__EXTRACTED TEXT__:
○ ○ ○ ○

Monday, January 21, 2013

Me Make Pretty Someday

Since I was a child, I've had in me the desire to create pleasing things.  It has manifested itself, in many iterations of success and failure, throughout almost my entire life.  Writing, cooking, singing and playing music, innumerable photographs -- drifts of attempts to bring into existence something of grace and polish; they pile up in my life.  Found among them, infrequently and often by serendipity like Penicillin and Play-Doh, are a few rare examples of success.  I am decidedly no artist, but when the moon is in the second house and Jupiter aligns with Mars, I can sometimes hack together a chunk of something that is marginally not abhorrent to the eye, ear, or spirit.

My journey began with one of those mind-boggling 70's-era parental decisions we now smile fondly upon in the fuzzy penumbra of the past.  I was given a crystal radio set and a soldering iron somewhere around the time I was still struggling to learn my multiplication tables.  It was somehow deemed perfectly safe to bestow the allure of molten lead upon a being who was routinely and abruptly cast off his bicycle for no apparent reason, came home with worms in his pockets, and bathed only under direct threat of mortal violence.

Regardless of how it came to be, I found myself in unsupervised possession of a makeshift branding iron, and with the help of my father's coveted woodworking chisels, attempted to make one of those routed and wood-burned family name signs out of a piece of split firewood.  The house didn't burn down, nor did I, but I was on my way to trying to make handsome things, ugly as that sign was.

○ ○ ○ ○

__EXCERPTED DATA__:
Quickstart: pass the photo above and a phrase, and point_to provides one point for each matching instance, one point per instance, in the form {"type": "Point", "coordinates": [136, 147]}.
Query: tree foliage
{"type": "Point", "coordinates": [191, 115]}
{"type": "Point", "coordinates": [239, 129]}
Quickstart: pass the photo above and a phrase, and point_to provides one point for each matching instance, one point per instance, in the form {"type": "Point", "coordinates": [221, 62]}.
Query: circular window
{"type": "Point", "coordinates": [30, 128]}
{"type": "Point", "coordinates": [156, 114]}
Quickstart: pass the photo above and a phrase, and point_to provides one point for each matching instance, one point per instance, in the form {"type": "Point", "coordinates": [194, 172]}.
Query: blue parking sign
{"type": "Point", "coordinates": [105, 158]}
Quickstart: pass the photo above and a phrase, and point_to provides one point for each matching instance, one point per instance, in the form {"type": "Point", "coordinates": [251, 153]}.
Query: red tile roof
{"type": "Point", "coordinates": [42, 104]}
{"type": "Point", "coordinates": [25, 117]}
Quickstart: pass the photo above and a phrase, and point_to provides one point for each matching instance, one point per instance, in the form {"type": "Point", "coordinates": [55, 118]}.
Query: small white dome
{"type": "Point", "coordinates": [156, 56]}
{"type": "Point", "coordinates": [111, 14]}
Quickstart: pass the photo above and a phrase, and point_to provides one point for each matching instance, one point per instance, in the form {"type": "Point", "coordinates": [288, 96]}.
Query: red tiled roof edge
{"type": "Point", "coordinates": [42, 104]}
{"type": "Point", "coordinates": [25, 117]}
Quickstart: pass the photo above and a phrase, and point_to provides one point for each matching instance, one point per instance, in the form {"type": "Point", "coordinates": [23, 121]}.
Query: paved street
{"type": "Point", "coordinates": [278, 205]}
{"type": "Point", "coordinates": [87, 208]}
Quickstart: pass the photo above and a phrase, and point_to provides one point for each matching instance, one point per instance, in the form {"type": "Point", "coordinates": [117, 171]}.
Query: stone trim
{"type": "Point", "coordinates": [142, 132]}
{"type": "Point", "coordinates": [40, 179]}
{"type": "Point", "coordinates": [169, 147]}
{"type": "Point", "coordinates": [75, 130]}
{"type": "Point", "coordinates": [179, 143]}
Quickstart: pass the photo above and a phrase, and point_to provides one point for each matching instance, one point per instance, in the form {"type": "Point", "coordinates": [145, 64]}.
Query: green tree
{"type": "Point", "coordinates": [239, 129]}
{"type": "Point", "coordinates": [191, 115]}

○ ○ ○ ○

__TASKS TO CARRY OUT__:
1. Answer these questions about the blog post:
(a) What two things are the rare successes compared to in being found by serendipity?
(b) What was the writer given around the time of struggling with multiplication tables?
(c) What was the family name sign made from?
2. Reproduce the blog post word for word, everything from "Monday, January 21, 2013" down to "ear, or spirit.".
The listing has no part in this work.

__SOLVED TASKS__:
1.
(a) Penicillin and Play-Doh
(b) A crystal radio set and a soldering iron
(c) A piece of split firewood

2.
Monday, January 21, 2013

Me Make Pretty Someday

Since I was a child, I've had in me the desire to create pleasing things.  It has manifested itself, in many iterations of success and failure, throughout almost my entire life.  Writing, cooking, singing and playing music, innumerable photographs -- drifts of attempts to bring into existence something of grace and polish; they pile up in my life.  Found among them, infrequently and often by serendipity like Penicillin and Play-Doh, are a few rare examples of success.  I am decidedly no artist, but when the moon is in the second house and Jupiter aligns with Mars, I can sometimes hack together a chunk of something that is marginally not abhorrent to the eye, ear, or spirit.